# What is needed:
What is needed here is an exact copy of all the entries below.

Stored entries

----

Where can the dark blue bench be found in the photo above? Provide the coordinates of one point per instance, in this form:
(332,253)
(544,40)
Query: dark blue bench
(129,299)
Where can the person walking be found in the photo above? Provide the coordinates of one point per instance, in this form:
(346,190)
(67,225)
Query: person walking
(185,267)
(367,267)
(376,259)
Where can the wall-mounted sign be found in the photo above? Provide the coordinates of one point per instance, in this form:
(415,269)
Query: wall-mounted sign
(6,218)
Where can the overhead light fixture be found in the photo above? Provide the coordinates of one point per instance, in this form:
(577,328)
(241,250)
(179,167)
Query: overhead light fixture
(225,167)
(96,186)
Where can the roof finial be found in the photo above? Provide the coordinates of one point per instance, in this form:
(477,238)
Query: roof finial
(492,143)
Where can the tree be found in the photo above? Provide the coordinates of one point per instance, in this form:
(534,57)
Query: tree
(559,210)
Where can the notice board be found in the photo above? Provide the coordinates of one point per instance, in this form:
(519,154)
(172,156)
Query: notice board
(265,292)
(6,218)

----

# Written solution:
Where can the dark blue bench be found in the photo above? Provide the coordinates of one point per instance, in this form:
(332,253)
(544,40)
Query: dark blue bench
(129,299)
Where can the person walking be found in the photo above? Provide the coordinates of one point per instance, in this form:
(346,190)
(67,225)
Query: person walking
(185,267)
(367,267)
(376,259)
Where can the wall-mounted sign be found in the photo above? Provide the coordinates of one point per instance, in this form:
(415,269)
Query: wall-mounted sign
(6,218)
Where can the overhead light fixture be found in the photo above? Provide the coordinates of one point per instance, in this form:
(577,328)
(241,250)
(179,167)
Query: overhead light fixture
(225,167)
(96,186)
Where can the roof finial be found in the photo above? Provide the coordinates of one point per instance, in this form:
(477,238)
Query: roof finial
(492,143)
Where can the tree be found in the photo above? Provide the coordinates of one point per instance, in this form:
(534,57)
Query: tree
(559,210)
Where can the notice board be found in the photo above? Provide the coordinates of one point per instance, in this form:
(519,154)
(172,156)
Query: notice board
(265,292)
(6,218)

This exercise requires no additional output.